Fragmento de texto ::
Luis Suárez marcó el primero, en un remate espectacular. El Liverpool, que estaba fraguando una generación de jugadores tremenda, se repuso y empezó a ganarle terreno al Barcelona. Messi ya no tenía piernas para llegar a todo y poco a poco el Liverpool fue ganando terreno. A Messi lo pusieron en aislamiento, detrás de una línea de centrocampistas que llegaban a todo lo que no llegaban los de Barcelona. El partido se complicaba por momentos, hasta que Messi se inventó una jugada de eas que para él son una costumbre y para el resto una entelequia. Regateó a dos y le dejó el balón a Suárez que la envió al palo. El balón cayó rebotado de vuelta a Messi que, en vez de rematar de primeras, como los mortales, la controló con el pecho y casi entró con el balón en la portería mientras Van Dijk lo miraba alucinado. No lo hizo -entrar con el balón en la portería- porque eso pertenece a ese fútbol de otra época.

Quince minutos después cogió una falta a veinte metro de la portería y la coló por la escuadra. Partido resuelto y eliminatoria casi finiquitada. El Barcelona respiró con alivio. Había sido una temporada extraña, después de la salida de Neymar y con el rumor constante de la tensión entre la directiva y los jugadores. Pero todo había salido bien. La liga estaba virtualmente ganada y semifinal contra el Liverpool se consideraba una final anticipada. En la otra eliminatoria estaban el Totenham y el Ajax, a los que se suponía menor envergadura. El vencedor de aquella semifinal sería el gran favorito y todo apuntaba a que el 3-0 dejaba el camino expedito. Sin embargo, aún quedaba tiempo para más.

En el minuto 90 entra Dembelé por Suarez. Quedan cinco minutos de descuento y, en teoría, son cinco minutos para resistir las embestidas del Liverpool. Dembelé ha saltado al campo para obligar a los ingleses a tener ojos en la espalda y mantener a uno o dos hombres pendientes del velocísimo extremo francés. Aún así, el Liverpool tiene que arriesgar, así que se espera que Dembelé tenga oportunidades.

Objetivo planteado 1 :: Reproduzca el listado desde la línea que contiene "Can you tell me where the dining" hasta el final del listado, y sustituya "chandelier" por "ceiling lamp" sin alterar nada más.
La crónica del partido y el listado que sigue no guardan relación alguna entre sí.

Extractos de registros ::
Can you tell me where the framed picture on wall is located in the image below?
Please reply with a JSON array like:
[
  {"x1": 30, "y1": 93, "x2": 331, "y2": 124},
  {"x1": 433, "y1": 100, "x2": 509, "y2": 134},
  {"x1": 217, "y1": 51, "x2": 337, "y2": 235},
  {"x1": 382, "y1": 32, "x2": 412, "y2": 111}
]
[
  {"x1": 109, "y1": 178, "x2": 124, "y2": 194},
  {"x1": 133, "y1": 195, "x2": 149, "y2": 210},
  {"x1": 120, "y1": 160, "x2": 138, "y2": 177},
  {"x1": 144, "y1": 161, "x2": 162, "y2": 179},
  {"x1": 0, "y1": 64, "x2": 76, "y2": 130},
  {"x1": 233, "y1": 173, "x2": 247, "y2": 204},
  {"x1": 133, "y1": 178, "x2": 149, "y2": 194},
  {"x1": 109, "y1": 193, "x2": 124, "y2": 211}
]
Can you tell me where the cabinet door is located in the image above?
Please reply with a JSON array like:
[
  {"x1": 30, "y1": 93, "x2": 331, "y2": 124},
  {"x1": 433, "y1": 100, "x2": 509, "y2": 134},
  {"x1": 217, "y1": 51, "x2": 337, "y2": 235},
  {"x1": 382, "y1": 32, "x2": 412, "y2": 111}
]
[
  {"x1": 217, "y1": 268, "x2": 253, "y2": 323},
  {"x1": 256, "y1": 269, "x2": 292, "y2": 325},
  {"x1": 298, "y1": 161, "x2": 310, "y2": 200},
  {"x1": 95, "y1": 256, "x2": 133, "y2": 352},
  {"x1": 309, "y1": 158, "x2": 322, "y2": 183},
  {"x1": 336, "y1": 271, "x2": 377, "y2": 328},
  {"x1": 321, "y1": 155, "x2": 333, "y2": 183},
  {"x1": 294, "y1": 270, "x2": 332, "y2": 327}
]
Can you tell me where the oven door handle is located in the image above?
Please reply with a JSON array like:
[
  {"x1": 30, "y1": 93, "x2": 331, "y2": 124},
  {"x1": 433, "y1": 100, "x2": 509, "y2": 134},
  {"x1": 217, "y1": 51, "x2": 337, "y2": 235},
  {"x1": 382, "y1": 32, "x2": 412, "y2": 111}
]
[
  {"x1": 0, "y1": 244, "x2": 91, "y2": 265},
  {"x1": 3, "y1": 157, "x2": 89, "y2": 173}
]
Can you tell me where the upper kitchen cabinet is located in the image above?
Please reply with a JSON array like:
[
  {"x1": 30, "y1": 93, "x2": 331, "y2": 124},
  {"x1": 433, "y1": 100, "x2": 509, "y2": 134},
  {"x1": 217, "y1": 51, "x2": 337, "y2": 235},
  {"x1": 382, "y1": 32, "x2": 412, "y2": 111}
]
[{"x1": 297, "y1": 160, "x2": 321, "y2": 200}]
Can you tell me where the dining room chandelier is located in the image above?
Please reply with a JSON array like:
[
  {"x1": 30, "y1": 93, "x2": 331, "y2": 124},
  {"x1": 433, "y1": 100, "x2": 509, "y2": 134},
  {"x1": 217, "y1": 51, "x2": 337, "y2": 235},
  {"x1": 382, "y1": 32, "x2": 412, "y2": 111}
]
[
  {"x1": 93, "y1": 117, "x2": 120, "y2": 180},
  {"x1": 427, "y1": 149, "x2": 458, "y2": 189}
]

Objetivo planteado 2 :: Prosiga la crónica del partido entre el Barcelona y el Liverpool a partir de la última oración.

Resultado obtenido 1 ::
Can you tell me where the dining room ceiling lamp is located in the image above?
Please reply with a JSON array like:
[
  {"x1": 30, "y1": 93, "x2": 331, "y2": 124},
  {"x1": 433, "y1": 100, "x2": 509, "y2": 134},
  {"x1": 217, "y1": 51, "x2": 337, "y2": 235},
  {"x1": 382, "y1": 32, "x2": 412, "y2": 111}
]
[
  {"x1": 93, "y1": 117, "x2": 120, "y2": 180},
  {"x1": 427, "y1": 149, "x2": 458, "y2": 189}
]

Resultado obtenido 2 ::
Efectivamente, en solo cinco minutos Dembelé tendrá tres ocasiones. La primera es la menos clara. Un balón llega del cielo, Dembelé se lanza a por él, pero controla mal y entrega el balón. Un minuto después recibe un balón en el lateral del area. Recorta a su marcador como quien se va de un juvenil (es verdad que Dembelé venía fresco) y se va hacia el centro. Un metro más allá del punto de penalti Rakitic señala un enorme hueco delante de él. Dembelé decide disparar y el balón sale por encima de la portería. Rakitic lo mira boquiabierto mientras sigue señalando el espacio no aprovechado que ha dejado el pase definitivo.

Pero la jugada que ha quedado para el recuerdo es la final. La cosa fue más o menos así: Dembelé arranca con el balón desde su área. Por delante core Messi y por detrás le sigue Piqué, que siempre ha tenido olfato para estar donde hay lío. Los jugadores del Liverpool intentan replegarse, pero están agotados. Dembelé se la da a Messi que se escora a la izquierda y se lleva a los tres defensas que quedan con él. A la derecha de Messi están Dembelé y Piqué. Dos jugadores solos en el punto de penalti. Messi la pasa, el balón le llega a Dembelé en carrera y este remata de primeras, mansamente al centro de la portería. Alisson la bloquea casi sin creérselo. El árbitro pita el final. La victoria es amplia, pero hay una sensación de estupefacción por el fallo.

La leyenda de Internet hace de esa jugada el detonante que dinamita al gran Barça. En el partido de vuelta el Liverpool remontará de forma inverosímil y algo se rompió ahí en el Barcelona. La liga de ese año ya la tenía ganada -un poco por incomparecencia de los rivales- pero desde esa eliminatoria el Barça empezó a encadenar una serie de catastróficas desgracias. A día de hoy no ha vuelto a ganar una Liga, Messi ha emigrado y en la Champions sólo han recibido varapalos, algunos de ellos históricos.

Decir que todo esto surge de una sola jugada es más que exagerado. Es directamente falaz. Dembelé no ha hundido al Barcelona. De hecho la jugada sirve, sobre todo, para resumir qué es Dembelé en un campo de fútbol y no me refiero a que sea un tipo con problemas de cara al gol -aunque no es un gran finalizador-, sino que es un tipo capaz de generar tres ocasiones de gol claras en unas semifinales de champions. De generarlas y de fallarlas, eso es verdad, pero igualmente hubiese podido meter las tres, endosar al Liverpool una goleada de época y salir a hombros.

Lo sorprendente de Dembelé no es tanto que sea capaz de lo mejor y de lo peor. Es el hecho de que sea capaz de hacer de lo malo algo tan catastrófico un tipo que es tan bueno. Porque Dembelé es bueno. Más que eso, es buenísimo. Técnicamente es uno de los mejores jugadores del mundo y, en carrera, seguramente el extremo más desequilibrante del planeta. Después de una jugada contra el Villarreal (que acabó en gol de Coutinho) midieron la punta de velocidad del francés, que llegó a casi 30 km/h con el balón controlado.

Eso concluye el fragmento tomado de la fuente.